REQUIREMENTS:
Reproduce every item below word for word, and leave the pictures out of your answer.

DATASET:
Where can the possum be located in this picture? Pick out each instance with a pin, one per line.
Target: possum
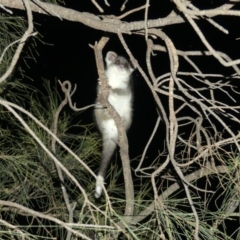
(118, 72)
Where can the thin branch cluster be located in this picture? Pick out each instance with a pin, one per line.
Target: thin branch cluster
(188, 191)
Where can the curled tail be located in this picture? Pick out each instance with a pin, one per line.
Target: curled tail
(109, 146)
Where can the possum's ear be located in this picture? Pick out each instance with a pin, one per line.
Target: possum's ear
(110, 57)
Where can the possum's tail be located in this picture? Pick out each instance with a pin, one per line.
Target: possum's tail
(109, 146)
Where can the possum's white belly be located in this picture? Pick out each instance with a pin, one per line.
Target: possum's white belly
(122, 104)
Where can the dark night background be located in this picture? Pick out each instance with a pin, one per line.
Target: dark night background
(66, 55)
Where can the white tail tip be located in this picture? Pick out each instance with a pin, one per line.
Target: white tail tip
(99, 186)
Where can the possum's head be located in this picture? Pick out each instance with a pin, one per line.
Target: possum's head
(118, 70)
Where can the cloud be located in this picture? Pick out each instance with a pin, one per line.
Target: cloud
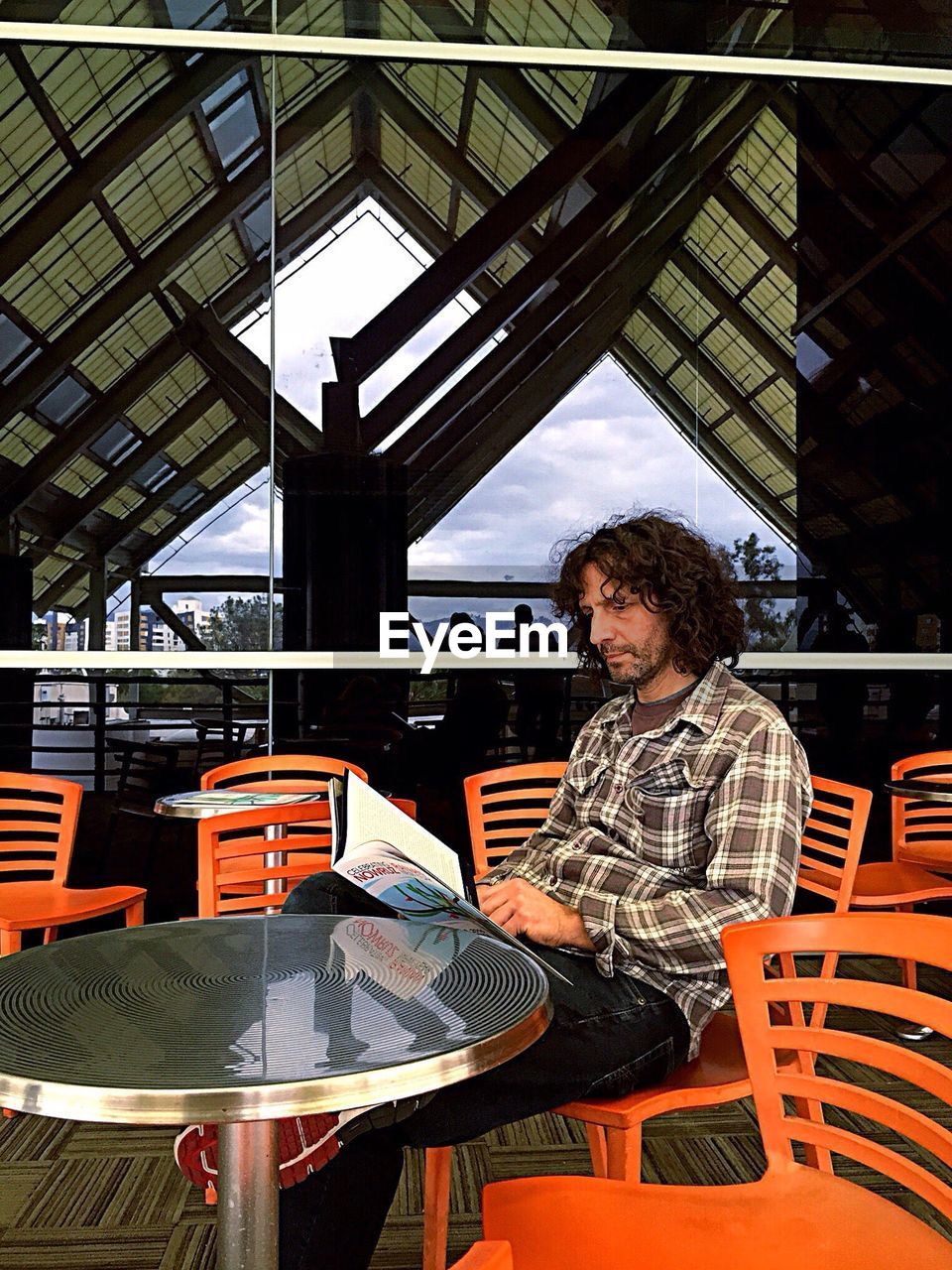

THE COMPLETED TASK:
Where can the possum be located in this picture? Pick out each instance with a pin, one per line.
Target: possum
(118, 72)
Where can the thin branch cluster be located in this picture? Pick out each instance with a pin, one per line.
Target: thin branch cluster
(188, 191)
Where can the curled tail be located in this picture? Pick out each instance with a pin, one per line.
Target: curled tail
(109, 146)
Where can the possum's ear be located in this picture? Pick out each instance with a pin, one per line.
Target: possum's ear
(110, 57)
Where can the possum's tail be located in this picture? Pick out each instance with a pin, one per line.
Target: possum's tail
(109, 146)
Where can the possum's white belly be located in this picture? Pick out each instance with a pin, one per line.
Target: possum's white belly
(122, 104)
Where can the dark night background be located in this picture? Pick out each instance with a pin, one per line.
Target: dark night background
(66, 55)
Where can the white tail tip be located in this picture? Pick out each instance with a pin, one per line.
Target: white tail tip
(99, 186)
Where can the possum's head be located in this picture? Pick out each instance with a pin, one per line.
Target: possum's head
(118, 70)
Where can the cloud be located in this picture? Pick out each instance with a pin, one per line.
Target: cloud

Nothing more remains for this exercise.